PASSAGE PROVIDED
** START **

Buying Property In a Trust or Company: Pros, Cons and the Process

Buying Property In a Trust or Company: Pros, Cons and the Process

When you’re considering purchasing immovable property in South Africa, one important decision is the vehicle through which you hold the property: in your personal name, via a company, or via a trust. Each route carries different implications, especially for tax, estate planning, liability, and compliance. This article explores the pros, cons and process of buying property in a trust or company in South Africa.

 

Why Consider a Company or Trust?

Holding property through an entity (a company or a trust) rather than personally can offer advantages such as asset protection, estate planning flexibility, and sometimes tax benefits. At the same time, there are trade-offs: higher administrative costs, challenges with compliance, potentially higher tax rates, and loss of certain personal benefits.

** END **

GIVEN EXERCISE 1
Count the lines in the entries that contain the word "grain", and reply with the number alone.
The article and the entries that follow it come from unrelated sources.

[Entries for pointing and labeling]
** START **

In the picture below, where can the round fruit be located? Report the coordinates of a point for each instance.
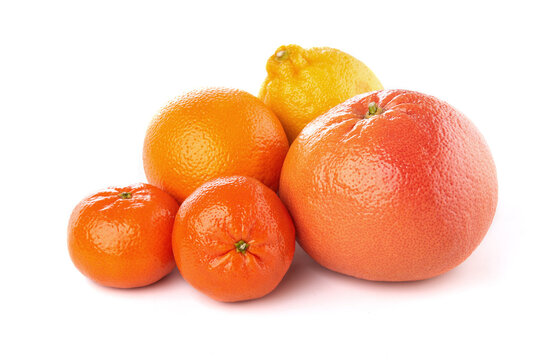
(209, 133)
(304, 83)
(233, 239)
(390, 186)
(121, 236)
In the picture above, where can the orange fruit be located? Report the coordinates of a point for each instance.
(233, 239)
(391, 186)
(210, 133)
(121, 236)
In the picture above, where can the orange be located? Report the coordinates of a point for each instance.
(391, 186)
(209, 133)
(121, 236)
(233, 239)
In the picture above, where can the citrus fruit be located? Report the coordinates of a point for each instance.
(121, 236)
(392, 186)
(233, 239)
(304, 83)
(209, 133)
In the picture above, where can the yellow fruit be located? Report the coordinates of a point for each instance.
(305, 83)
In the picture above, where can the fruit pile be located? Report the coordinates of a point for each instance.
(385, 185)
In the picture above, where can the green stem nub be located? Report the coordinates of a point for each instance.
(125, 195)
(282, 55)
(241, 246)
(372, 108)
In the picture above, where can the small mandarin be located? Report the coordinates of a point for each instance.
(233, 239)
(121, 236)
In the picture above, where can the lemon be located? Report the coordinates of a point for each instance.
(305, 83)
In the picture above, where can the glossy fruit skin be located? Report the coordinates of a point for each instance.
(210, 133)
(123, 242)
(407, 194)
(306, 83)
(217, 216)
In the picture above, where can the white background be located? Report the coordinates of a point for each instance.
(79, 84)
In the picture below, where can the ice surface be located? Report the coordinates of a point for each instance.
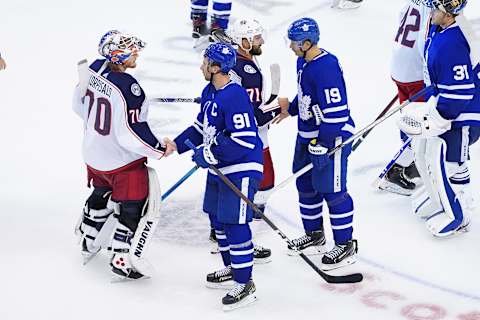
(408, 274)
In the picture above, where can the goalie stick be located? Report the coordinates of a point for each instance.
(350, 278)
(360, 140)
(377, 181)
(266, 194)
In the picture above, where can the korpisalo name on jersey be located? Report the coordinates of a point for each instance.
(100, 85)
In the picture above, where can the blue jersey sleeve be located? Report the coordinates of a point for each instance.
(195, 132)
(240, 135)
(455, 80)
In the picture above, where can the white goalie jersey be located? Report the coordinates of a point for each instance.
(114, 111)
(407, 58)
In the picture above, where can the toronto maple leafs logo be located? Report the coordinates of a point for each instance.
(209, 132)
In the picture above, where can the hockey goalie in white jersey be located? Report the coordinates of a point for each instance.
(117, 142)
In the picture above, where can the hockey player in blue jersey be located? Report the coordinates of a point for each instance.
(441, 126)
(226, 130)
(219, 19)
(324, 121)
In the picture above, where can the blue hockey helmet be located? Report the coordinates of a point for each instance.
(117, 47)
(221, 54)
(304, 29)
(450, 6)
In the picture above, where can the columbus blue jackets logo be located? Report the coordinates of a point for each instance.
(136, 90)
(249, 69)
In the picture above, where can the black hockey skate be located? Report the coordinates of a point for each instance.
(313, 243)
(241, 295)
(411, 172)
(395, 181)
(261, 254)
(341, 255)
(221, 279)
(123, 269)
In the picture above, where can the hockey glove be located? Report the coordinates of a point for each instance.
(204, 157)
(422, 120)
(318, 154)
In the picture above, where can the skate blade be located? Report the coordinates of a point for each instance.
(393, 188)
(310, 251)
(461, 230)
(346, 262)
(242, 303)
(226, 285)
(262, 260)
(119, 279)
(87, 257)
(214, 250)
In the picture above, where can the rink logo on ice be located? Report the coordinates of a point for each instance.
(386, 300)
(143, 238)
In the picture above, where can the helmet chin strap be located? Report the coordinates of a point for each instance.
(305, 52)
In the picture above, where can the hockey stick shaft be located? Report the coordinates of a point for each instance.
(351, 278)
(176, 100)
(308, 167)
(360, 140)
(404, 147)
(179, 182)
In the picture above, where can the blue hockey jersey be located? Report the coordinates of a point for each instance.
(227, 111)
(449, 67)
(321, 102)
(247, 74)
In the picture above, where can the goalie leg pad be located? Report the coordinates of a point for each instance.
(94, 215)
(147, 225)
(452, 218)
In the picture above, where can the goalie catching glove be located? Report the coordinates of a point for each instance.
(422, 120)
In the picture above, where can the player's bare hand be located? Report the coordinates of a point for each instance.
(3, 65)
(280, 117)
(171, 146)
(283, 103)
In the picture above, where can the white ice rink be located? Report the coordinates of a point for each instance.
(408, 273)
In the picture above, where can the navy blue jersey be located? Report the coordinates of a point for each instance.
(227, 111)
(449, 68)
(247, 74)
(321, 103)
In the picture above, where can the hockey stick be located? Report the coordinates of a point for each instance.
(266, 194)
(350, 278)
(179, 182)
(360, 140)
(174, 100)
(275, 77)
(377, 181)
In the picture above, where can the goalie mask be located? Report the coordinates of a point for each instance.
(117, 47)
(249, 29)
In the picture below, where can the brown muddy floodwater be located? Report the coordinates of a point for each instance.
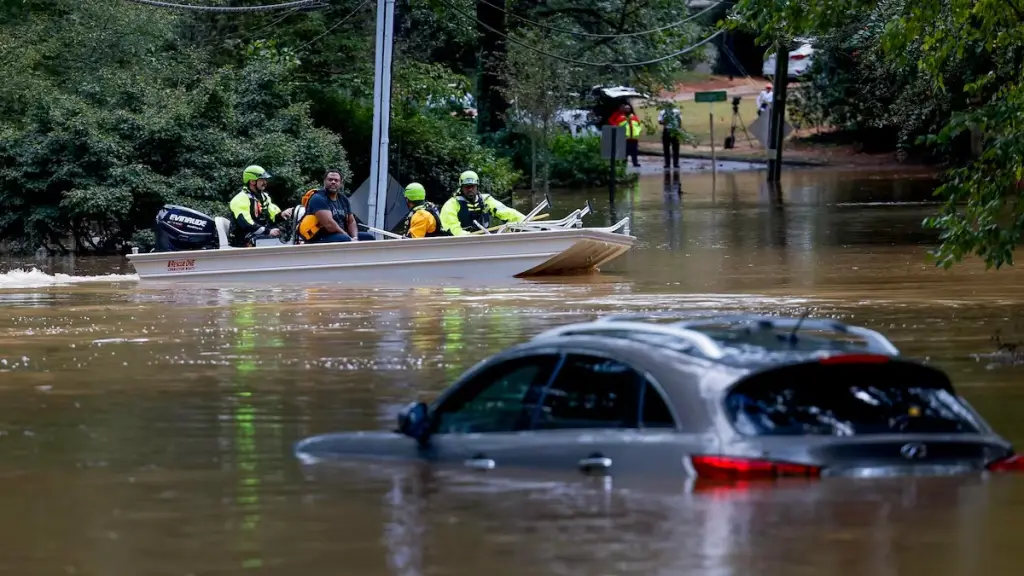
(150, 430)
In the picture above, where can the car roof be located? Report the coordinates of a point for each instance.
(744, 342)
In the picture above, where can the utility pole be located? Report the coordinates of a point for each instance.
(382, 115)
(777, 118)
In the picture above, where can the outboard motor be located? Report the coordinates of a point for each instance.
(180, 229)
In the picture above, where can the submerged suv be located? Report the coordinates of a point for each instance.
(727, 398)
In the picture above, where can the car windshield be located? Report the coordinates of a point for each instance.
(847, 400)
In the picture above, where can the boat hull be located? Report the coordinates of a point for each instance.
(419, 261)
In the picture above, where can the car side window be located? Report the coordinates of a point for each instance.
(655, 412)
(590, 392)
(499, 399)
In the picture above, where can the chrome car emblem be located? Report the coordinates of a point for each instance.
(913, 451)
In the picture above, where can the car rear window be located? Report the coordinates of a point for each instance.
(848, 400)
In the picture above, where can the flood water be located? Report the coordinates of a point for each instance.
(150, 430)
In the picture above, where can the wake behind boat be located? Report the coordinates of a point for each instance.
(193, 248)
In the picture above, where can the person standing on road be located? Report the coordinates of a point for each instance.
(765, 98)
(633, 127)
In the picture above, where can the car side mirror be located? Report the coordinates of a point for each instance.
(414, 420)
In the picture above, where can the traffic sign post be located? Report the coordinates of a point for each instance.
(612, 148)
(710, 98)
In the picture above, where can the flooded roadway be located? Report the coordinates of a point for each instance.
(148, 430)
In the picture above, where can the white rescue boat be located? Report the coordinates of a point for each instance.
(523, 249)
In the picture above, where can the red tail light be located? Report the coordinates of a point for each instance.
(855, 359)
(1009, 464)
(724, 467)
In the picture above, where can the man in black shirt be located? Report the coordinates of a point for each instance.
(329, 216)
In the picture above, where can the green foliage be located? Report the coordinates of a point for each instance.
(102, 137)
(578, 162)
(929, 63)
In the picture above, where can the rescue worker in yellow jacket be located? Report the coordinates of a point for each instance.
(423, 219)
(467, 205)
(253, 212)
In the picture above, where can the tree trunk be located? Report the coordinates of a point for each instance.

** END **
** START **

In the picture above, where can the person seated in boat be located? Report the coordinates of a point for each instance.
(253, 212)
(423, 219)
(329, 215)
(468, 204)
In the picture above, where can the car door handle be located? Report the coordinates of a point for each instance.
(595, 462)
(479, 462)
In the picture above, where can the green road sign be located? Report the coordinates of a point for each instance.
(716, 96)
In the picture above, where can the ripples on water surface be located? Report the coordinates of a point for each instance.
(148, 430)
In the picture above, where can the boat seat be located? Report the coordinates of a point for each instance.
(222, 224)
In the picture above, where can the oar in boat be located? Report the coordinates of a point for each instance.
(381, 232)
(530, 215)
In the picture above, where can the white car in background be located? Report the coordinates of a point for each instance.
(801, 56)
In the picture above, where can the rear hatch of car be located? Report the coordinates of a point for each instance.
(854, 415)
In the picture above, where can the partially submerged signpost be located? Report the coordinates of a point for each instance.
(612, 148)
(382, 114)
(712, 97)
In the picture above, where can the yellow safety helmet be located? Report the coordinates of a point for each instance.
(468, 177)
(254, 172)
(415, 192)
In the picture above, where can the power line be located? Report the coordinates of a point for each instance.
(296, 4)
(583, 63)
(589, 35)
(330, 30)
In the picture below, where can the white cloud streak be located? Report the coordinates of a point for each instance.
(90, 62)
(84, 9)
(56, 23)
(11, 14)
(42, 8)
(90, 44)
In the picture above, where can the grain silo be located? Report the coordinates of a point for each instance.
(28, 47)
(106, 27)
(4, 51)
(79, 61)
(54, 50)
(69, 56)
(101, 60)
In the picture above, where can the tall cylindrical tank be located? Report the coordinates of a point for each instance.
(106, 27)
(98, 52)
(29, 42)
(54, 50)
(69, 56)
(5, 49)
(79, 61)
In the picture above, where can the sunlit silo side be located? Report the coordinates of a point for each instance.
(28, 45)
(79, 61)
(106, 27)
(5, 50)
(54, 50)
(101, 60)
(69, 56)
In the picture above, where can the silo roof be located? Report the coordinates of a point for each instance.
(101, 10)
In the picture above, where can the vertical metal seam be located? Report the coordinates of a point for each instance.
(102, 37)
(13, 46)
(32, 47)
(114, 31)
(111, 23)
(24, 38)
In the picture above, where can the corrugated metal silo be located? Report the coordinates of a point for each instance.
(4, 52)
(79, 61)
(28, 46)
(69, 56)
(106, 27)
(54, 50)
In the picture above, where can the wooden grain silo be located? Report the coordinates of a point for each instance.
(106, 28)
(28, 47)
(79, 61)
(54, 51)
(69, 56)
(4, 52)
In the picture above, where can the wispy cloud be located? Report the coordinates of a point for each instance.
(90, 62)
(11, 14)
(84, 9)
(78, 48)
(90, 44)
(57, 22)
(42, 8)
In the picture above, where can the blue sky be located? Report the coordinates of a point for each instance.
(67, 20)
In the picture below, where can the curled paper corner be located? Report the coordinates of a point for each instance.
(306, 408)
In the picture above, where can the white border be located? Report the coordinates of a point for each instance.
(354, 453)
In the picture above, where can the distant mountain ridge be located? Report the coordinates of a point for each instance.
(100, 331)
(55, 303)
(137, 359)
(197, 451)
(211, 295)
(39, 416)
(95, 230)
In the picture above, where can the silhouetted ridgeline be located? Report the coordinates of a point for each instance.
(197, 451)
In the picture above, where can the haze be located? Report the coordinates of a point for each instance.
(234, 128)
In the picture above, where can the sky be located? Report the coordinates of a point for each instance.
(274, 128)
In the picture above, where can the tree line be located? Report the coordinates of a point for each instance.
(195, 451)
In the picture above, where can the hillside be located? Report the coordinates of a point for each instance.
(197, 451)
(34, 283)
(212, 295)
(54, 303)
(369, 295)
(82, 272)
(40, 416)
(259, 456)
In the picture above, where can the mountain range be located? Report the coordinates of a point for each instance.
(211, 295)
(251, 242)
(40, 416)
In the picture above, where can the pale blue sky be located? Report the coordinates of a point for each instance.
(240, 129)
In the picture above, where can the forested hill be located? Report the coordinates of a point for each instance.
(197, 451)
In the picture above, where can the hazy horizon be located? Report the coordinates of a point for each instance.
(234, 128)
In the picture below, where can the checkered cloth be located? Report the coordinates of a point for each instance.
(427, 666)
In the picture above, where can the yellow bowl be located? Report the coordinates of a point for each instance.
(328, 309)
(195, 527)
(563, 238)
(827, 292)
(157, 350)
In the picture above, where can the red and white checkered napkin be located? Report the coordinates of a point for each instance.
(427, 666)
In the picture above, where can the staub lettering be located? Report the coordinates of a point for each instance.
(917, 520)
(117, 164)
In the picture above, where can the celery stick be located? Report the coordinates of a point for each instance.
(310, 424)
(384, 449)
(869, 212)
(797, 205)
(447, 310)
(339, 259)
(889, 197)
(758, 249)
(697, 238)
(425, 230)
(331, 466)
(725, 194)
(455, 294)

** END **

GIVEN EXERCISE 2
Reproduce the article on holding real estate through a trust or company between "When you’re considering" and "certain personal benefits.", inclusive, replacing "property" with "real estate" wherever it appears.

CORRECT RESULT 1
2

CORRECT RESULT 2
When you’re considering purchasing immovable real estate in South Africa, one important decision is the vehicle through which you hold the real estate: in your personal name, via a company, or via a trust. Each route carries different implications, especially for tax, estate planning, liability, and compliance. This article explores the pros, cons and process of buying real estate in a trust or company in South Africa.

 

Why Consider a Company or Trust?

Holding real estate through an entity (a company or a trust) rather than personally can offer advantages such as asset protection, estate planning flexibility, and sometimes tax benefits. At the same time, there are trade-offs: higher administrative costs, challenges with compliance, potentially higher tax rates, and loss of certain personal benefits.